For thousands of years, native Hawaiians used a special agricultural system called ahupuaa, which covered everything from the mountains to the sea, to sustain a population similar in size to the one in Hawaii today. Although much of this old land has now been developed, Mau said, the agricultural techniques the native Hawaiians used to grow food still work best.
Amy Campbell, who lives in the town of Volcano on the Big Island, has a degree in sustainability and works for a large conservation group. She studied the ahupuaa systems on Maui and said they are incredible.
“When I first started studying systems, I was shocked at how intricate it was,” she said. “They used the waterflow that naturally occurred to irrigate a number of fields.” She said the taro was typically kept at the top, with other crops, like ulu, at the bottom. According to her, people are typically shocked when they learn how much food the ahupuaa system produces. She said pre-contact Hawaiians and those who maintain the practices today are “incredible botanists.”
The loko ia, or fishpond, is traditionally built where the ahupuaa meets the coastal plain, Campbell explained. “If I was going to scientifically go in and design the ideal fishpond, I don’t think I could match what they did,” she said. “They were ingeniously designed.” Fish enter the loko ia while small and grow large within its walls by eating algae. Because of this, she said Hawaiians ate almost exclusively herbivorous fish that were low on the food chain.

→ **EXERCISES TO COMPLETE**
**A)** According to the ahupuaa passage, where is the loko ia traditionally built?
**B)** Write what comes next in the ahupuaa passage, picking up after its final sentence.
The entries after this are separate material, unrelated to the ahupuaa passage.

→ **DATASET EXTRACT**
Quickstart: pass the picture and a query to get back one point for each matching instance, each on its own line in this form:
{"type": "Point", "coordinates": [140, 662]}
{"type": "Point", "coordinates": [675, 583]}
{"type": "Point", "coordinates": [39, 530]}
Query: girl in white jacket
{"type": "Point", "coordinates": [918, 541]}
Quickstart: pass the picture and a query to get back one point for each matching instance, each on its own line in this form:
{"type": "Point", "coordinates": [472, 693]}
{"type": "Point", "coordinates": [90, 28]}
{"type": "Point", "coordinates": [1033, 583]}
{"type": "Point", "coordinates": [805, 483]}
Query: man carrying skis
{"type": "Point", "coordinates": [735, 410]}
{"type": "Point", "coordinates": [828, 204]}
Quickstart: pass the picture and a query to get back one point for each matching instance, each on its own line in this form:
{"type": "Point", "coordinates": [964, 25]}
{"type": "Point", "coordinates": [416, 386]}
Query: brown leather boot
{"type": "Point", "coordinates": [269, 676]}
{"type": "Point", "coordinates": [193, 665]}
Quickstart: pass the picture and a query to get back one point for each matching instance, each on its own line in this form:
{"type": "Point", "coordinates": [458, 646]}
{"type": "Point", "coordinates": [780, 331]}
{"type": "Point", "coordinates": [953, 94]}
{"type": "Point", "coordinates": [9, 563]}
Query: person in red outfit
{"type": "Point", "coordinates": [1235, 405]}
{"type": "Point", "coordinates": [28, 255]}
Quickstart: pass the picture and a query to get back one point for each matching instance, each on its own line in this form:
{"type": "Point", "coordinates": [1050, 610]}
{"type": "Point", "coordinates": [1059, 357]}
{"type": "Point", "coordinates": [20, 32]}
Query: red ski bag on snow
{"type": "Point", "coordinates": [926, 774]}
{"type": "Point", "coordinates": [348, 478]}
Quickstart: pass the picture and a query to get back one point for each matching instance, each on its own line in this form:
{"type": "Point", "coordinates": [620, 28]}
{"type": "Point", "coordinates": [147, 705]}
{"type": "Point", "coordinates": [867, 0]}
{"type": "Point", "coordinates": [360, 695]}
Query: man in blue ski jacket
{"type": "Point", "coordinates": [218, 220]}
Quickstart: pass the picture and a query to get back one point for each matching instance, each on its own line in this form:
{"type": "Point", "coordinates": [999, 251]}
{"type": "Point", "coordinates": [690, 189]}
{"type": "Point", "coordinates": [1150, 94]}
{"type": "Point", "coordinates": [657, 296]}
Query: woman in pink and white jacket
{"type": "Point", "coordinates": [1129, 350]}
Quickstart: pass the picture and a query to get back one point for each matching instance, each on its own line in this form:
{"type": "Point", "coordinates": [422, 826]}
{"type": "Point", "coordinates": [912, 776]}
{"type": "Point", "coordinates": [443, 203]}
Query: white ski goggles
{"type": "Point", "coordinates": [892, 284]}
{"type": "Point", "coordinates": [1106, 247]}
--
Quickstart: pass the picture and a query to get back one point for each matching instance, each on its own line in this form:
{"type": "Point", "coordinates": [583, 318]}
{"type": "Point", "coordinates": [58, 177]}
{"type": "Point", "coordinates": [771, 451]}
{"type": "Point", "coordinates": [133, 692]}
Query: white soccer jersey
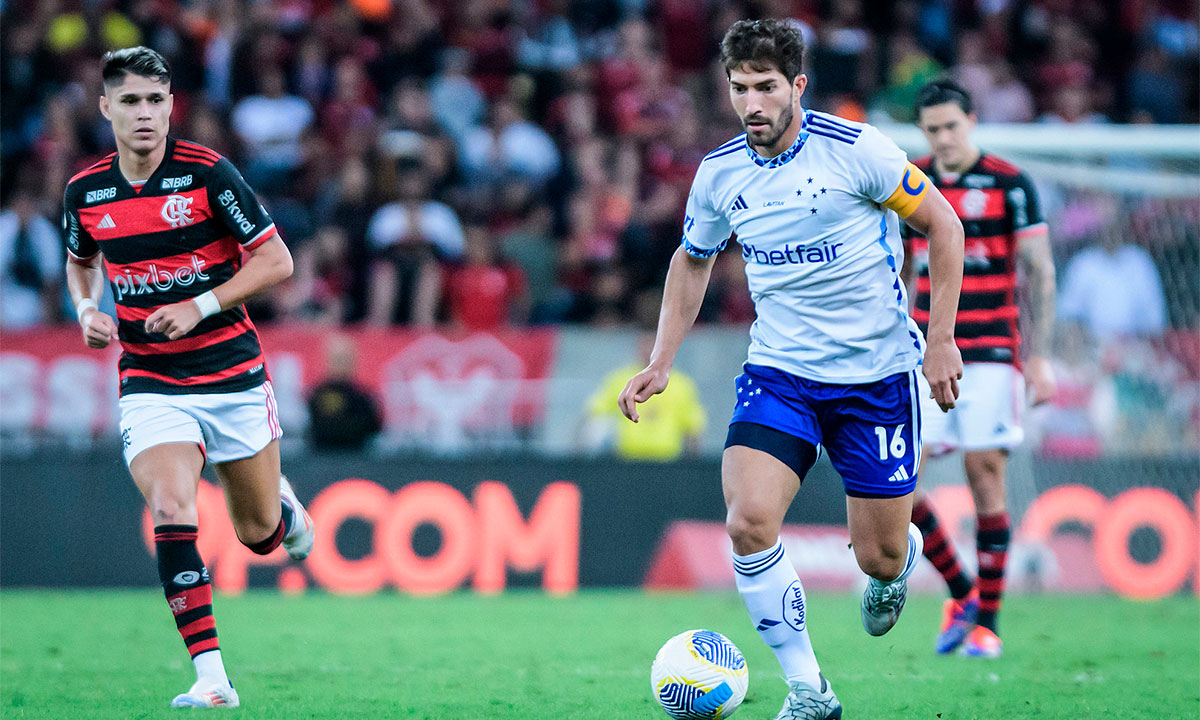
--
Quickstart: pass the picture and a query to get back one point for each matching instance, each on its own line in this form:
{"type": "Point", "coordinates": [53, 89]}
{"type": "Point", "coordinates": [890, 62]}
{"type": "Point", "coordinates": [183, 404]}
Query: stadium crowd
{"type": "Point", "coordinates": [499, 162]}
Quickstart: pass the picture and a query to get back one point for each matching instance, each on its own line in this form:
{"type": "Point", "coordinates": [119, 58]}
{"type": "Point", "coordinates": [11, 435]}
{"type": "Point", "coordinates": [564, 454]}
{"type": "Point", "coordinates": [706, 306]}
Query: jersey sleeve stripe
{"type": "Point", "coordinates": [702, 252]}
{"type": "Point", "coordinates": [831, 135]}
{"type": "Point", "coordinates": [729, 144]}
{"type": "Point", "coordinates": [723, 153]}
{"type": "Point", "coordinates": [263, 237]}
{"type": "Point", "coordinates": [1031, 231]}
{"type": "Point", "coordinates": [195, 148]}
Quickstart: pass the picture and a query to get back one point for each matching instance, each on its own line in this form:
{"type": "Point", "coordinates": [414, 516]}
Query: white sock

→ **ANSWERS BY ITEM**
**A)** Where the ahupuaa meets the coastal plain.

**B)**
To harvest the fish out of the loko ia, she said they used a plant called ʻākia to stun them. It’s just poisonous enough to the fish to temporarily immobilize them, but completely harmless to humans. After the harvest, the fish that weren’t eaten were released back into the ocean, where the ʻākia wore off and the fish “came magically back to life. That plant was endemic and only found in Hawaii, so they learned about that and used it,” said Campbell.
While using a loko ia to collect fish is no longer a common practice, restoring them is a hot topic among preservationists. In Haleiwa, the Malama Loko Ea Foundation works tirelessly to restore the Loko Ea fishpond. On its website, it describes Loko Ea as “a sacred space for the community of pae ʻāina o Hawaiʻi” because it’s a place to practice culture, share heritage and celebrate community.
The website says the group has two sand-dune ponds in Waialua connected to the ocean through a stream or ditch. “Connected physically through the streams and freshwater springs, they are also spiritually connected, as both are the home to Laniwahine, the moʻowahine female water guardian of the two fishponds. Together, they make up the third largest existing wetland on the island of Oahu.”
The Malama Loko Ea Foundation runs community workdays every Saturday between 9 and 11 a.m. Under current COVID-19 protocols, participants must pre-register groups between three and 10 people on its website.
Other aspects of the ahupuaa system, such as the loi kalo or taro fields, are also actively preserved around Oahu and on the BYU–Hawaii campus. One such example is a community nonprofit in Hakipuu Valley, Hoʻāla ʻᾹina Kūpono. The Hakipuu loi kalo has been tended to using traditional techniques for hundreds of years without interruption, says the Hoʻāla ʻᾹina Kūpono website. According to the Trust for Public Land, more than $1 million was raised in 2016 in order to preserve the loi kalo. Today, the nonprofit is still growing taro and the space is an outdoor classroom for students of restorative agriculture.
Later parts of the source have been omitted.